Texto en estudio ::
##############################

Mi amigo Currito, que a sus 80 años ha acumulado una sabiduría difícil de encontrar hoy en día, me confesó hace poco que su mayor éxito en la vida ha sido aprender a pensar. Antes de tomar una decisión, dedicaba horas, incluso días, a reflexionar. Hoy, ese tiempo para el pensamiento parece haber desaparecido, reemplazado por una urgencia constante de consumir y reaccionar. Lo que Currito hace de manera instintiva –darle espacio a las ideas para asentarse– es lo que hemos perdido en esta era de redes sociales, donde nuestras mentes, atrapadas en el «brain rot», han reducido su capacidad de procesar y resignificar el mundo. Ya no caminamos con nuestros pensamientos; scrolleamos para evitar el silencio.

##############################

Extractos de registros ::
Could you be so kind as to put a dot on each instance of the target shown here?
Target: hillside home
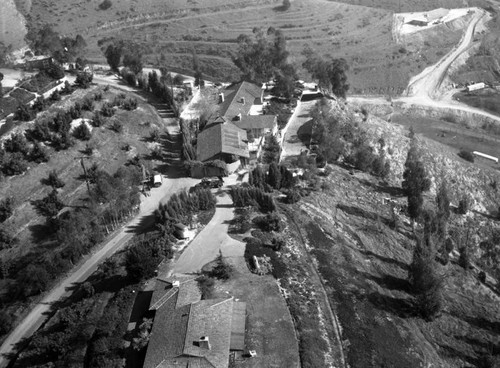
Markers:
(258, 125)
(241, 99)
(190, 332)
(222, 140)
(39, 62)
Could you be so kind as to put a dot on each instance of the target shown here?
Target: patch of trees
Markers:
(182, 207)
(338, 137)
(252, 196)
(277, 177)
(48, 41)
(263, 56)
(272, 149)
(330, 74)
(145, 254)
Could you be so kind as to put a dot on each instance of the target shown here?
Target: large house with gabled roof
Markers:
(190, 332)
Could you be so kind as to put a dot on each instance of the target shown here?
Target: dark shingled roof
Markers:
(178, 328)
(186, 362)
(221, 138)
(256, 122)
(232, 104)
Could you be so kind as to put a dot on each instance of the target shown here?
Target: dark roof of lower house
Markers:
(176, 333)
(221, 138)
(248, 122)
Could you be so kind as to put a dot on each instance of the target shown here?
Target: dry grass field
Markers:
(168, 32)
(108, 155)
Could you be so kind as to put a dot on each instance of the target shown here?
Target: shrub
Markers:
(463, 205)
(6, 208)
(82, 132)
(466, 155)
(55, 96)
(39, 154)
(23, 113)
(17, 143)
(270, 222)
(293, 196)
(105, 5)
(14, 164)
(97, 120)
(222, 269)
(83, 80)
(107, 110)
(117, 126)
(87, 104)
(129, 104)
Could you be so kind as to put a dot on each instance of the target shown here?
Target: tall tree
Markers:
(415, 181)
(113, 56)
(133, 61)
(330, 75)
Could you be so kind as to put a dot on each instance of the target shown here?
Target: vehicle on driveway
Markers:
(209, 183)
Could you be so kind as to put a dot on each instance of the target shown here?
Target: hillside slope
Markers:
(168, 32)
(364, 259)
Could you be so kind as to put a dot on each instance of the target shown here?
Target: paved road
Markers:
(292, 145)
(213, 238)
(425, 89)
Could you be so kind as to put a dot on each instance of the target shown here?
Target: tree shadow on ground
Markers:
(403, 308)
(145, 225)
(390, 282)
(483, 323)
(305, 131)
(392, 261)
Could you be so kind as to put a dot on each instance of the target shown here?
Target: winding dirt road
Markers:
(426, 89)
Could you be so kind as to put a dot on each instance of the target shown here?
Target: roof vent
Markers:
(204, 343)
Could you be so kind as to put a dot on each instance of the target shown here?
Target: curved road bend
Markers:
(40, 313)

##############################

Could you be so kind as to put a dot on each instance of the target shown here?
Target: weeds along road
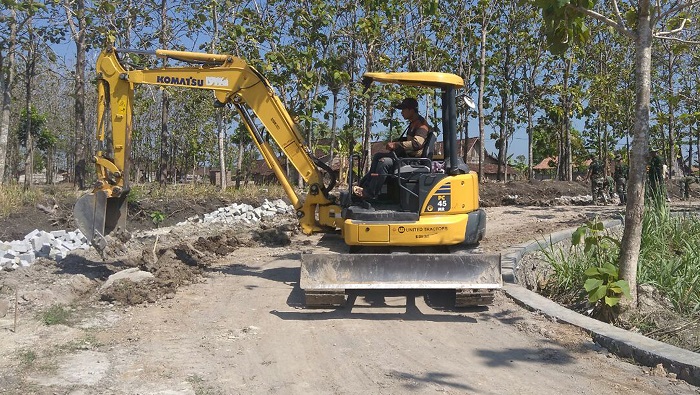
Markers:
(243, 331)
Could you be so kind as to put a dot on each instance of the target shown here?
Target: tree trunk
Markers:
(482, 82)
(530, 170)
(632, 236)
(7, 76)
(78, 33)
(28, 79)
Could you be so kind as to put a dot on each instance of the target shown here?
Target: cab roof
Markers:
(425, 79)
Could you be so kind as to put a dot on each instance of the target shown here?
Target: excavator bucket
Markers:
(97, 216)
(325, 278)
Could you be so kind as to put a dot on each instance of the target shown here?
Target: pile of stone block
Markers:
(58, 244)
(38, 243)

##############################

Tarea asignada :: Prolonga el texto sobre la pérdida del hábito de pensar en la era de las redes sociales, empezando justo después de su última oración.

Sección de respuesta ::
Esa inmediatez nos ha llevado a un punto crítico: el deterioro cognitivo no es solo una metáfora, es una realidad. Al no darnos el tiempo para pensar, debatir o imaginar, estamos perdiendo algo más que palabras; estamos perdiendo la capacidad de comprendernos a nosotros mismos y a los demás. Lo noto en mí y en quienes me rodean. Estamos agotados, saturados, atrapados en ciclos de consumo que no nos permiten conectar con el presente ni tomar decisiones conscientes. Sin ese espacio para la reflexión, nos volvemos reactivos, frágiles, incapaces de ver más allá del algoritmo.

Hoy, más que nunca, debemos recuperar el arte de pensar. No es un lujo, es una necesidad. Desconectarnos de la sobrecarga de estímulos, dedicar tiempo a lo esencial: caminar, leer, conversar, simplemente estar. Currito me recuerda que las grandes decisiones de la vida no se toman en un clic, sino en el espacio entre la duda y la certeza. Ese espacio es donde reside nuestra humanidad, y recuperarlo es la única forma de resistir a esta pandemia invisible que amenaza con borrar todo lo que nos hace verdaderamente humanos.